» **EXCERPT PROVIDED**
((
# We's Going To Give Someone A Whooping



## papajohn67 (May 25, 2006)

Launch date a week from tomorrow. The target: a most generous BOTL. 

I have a number of folks signed on already but if our paths have crossed in the past, you know me and you would like to jump in with 2 (two) sticks then PM me and I'll fill you in and you can decide for yourself.

Whoop-ass time!!


----------



## Old Sailor (Jul 27, 2006)

Damn....who pee'd in your corn flakes John?:r:r Someone's gonna get it.:mn


----------



## TripleF (May 16, 2007)

Go Johnny go, go, go!!! :ss


----------



## Bax (Sep 12, 2007)

I never repayed you for the Pardon you sent me, so maybe it's time I pony up. 

PM sent:tu


----------



## hk3 (Jan 29, 2008)

Oh hell.... I guess I better get in on this one!


----------



## massphatness (Jan 4, 2008)
))
» **RECORD EXCERPTS**
((
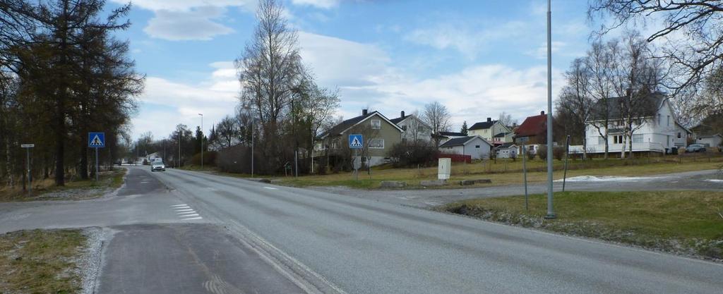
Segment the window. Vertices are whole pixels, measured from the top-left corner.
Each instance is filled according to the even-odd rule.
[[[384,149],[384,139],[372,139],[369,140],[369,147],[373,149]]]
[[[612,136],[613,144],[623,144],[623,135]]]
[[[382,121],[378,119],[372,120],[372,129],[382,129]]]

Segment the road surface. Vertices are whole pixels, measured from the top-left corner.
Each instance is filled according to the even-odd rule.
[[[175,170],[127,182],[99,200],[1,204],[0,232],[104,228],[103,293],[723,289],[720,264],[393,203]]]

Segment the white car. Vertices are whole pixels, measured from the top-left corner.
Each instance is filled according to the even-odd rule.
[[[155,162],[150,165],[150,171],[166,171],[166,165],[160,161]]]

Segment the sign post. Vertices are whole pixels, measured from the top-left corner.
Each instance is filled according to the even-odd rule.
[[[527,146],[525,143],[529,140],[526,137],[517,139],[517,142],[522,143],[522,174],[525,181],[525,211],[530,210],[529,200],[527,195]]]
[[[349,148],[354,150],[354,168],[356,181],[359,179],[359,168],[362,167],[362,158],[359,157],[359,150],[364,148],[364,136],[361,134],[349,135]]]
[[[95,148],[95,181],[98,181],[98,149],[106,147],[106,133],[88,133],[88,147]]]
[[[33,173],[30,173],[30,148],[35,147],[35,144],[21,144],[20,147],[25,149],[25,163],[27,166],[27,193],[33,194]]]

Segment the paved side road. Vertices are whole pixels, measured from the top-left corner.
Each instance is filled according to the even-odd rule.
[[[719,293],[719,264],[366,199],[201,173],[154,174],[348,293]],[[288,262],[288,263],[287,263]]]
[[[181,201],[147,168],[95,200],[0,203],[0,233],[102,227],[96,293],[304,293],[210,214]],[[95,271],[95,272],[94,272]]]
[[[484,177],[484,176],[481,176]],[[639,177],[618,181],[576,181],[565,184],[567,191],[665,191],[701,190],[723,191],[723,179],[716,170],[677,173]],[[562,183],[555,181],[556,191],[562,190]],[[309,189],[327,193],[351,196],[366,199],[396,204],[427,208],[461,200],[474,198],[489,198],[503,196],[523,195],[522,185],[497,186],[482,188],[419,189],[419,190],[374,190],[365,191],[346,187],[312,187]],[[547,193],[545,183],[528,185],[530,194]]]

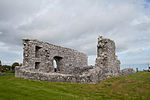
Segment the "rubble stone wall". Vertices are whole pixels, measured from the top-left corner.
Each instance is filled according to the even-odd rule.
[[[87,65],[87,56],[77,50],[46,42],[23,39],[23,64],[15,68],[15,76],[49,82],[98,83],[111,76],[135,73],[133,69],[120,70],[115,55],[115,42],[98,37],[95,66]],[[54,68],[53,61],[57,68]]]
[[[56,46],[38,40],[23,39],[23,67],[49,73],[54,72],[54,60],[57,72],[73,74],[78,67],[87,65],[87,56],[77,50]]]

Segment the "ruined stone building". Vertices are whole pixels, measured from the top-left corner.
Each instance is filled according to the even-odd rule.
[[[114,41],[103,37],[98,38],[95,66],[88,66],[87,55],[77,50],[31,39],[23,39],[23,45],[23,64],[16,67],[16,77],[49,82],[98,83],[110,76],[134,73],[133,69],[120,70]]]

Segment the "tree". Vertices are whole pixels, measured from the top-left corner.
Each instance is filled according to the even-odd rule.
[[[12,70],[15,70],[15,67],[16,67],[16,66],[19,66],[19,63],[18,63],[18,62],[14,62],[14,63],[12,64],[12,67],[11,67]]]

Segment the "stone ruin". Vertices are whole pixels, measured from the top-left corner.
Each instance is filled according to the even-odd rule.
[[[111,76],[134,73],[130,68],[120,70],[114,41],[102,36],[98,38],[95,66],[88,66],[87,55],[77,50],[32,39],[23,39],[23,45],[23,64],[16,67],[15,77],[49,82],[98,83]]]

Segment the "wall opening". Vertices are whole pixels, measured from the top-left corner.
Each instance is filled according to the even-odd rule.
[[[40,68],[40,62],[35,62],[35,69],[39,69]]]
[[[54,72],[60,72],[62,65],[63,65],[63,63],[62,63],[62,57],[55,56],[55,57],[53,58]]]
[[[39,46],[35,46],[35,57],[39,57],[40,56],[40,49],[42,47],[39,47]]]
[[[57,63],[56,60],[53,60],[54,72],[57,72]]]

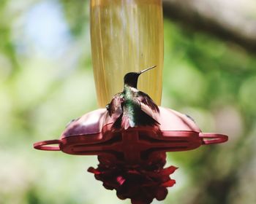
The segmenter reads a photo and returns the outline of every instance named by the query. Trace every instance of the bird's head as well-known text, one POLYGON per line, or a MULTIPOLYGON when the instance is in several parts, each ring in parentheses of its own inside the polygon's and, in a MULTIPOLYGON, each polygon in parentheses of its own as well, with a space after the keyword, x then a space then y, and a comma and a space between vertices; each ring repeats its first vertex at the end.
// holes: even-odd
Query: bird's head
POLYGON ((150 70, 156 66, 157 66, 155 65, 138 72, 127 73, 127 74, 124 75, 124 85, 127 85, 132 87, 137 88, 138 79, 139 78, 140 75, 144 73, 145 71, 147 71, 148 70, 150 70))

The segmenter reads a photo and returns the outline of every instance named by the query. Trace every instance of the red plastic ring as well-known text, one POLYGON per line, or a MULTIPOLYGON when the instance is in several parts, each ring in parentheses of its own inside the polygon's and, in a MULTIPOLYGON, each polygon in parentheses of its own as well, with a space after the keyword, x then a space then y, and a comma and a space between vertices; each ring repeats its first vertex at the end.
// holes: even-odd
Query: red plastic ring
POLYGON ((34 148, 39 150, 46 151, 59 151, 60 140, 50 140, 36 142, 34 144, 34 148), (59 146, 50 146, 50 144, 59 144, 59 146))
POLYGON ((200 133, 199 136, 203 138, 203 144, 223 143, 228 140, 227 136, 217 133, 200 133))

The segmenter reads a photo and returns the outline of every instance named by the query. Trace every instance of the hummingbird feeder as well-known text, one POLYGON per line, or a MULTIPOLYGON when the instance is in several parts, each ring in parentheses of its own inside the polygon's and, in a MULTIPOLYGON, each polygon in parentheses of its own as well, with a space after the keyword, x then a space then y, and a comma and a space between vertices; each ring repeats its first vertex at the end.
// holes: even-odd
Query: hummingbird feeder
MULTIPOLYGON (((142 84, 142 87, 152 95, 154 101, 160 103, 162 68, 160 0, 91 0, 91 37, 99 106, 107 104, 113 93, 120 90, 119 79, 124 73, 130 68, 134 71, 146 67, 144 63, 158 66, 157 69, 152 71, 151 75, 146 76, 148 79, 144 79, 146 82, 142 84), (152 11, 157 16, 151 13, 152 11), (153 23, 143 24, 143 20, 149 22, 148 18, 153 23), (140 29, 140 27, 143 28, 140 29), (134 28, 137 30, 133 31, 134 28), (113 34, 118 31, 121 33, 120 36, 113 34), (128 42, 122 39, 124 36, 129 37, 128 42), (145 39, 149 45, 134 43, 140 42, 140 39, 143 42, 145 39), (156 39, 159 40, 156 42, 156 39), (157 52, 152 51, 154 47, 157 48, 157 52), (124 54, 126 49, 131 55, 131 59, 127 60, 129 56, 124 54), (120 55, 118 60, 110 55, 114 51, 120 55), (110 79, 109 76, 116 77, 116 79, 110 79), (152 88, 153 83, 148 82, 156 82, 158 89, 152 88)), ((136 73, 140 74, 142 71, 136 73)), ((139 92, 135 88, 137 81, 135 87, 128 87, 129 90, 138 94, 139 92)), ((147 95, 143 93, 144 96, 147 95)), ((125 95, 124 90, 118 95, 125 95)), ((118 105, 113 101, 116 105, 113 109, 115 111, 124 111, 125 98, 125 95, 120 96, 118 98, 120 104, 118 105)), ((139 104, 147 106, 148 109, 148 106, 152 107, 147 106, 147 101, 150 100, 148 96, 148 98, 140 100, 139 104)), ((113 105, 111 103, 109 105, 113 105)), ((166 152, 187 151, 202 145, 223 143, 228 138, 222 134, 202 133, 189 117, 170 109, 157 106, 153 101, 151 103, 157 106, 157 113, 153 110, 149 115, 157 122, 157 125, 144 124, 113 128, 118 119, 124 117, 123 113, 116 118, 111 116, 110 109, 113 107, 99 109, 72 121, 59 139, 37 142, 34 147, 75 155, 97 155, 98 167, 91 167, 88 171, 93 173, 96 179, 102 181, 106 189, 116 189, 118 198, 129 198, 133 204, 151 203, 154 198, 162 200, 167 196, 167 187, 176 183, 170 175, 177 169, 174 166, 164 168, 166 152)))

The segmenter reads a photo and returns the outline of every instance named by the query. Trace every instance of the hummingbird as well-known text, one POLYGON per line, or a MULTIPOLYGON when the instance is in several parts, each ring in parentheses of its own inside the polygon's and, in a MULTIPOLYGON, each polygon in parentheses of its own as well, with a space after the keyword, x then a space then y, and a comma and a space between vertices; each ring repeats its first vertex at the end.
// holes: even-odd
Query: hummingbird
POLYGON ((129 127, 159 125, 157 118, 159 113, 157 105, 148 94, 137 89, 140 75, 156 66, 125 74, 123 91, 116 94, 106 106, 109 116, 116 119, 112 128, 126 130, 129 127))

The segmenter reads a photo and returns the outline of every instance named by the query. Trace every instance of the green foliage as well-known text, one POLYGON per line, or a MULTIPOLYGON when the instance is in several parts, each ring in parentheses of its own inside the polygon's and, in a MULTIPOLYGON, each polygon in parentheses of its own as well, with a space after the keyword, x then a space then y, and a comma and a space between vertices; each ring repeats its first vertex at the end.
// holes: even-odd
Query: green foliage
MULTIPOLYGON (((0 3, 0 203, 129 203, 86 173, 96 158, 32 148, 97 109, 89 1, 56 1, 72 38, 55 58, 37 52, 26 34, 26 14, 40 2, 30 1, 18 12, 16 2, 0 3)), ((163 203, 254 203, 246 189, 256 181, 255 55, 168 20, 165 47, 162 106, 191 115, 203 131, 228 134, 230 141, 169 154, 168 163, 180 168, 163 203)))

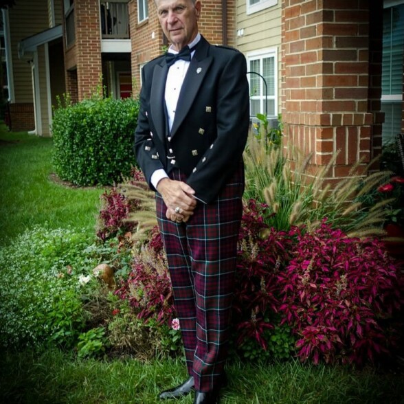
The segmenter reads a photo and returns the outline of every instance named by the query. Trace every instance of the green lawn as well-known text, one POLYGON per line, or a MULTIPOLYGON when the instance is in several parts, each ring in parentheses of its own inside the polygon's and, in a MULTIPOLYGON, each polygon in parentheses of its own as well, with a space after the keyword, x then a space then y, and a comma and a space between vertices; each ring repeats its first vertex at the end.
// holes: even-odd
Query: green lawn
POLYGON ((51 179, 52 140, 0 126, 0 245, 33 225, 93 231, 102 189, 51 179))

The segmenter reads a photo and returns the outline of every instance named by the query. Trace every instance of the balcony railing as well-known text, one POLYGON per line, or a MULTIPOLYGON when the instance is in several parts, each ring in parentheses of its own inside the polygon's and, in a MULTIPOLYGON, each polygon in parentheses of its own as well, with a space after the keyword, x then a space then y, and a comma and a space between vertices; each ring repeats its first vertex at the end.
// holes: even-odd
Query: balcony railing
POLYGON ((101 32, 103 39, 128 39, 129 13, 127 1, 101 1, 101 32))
))
» **WHAT THE TASK REQUIRES**
Reproduce the forum thread above word for word, from "## papajohn67 (May" to "decide for yourself.".

» **ANSWER FOR THIS EXERCISE**
## papajohn67 (May 25, 2006)

Launch date a week from tomorrow. The target: a most generous BOTL. 

I have a number of folks signed on already but if our paths have crossed in the past, you know me and you would like to jump in with 2 (two) sticks then PM me and I'll fill you in and you can decide for yourself.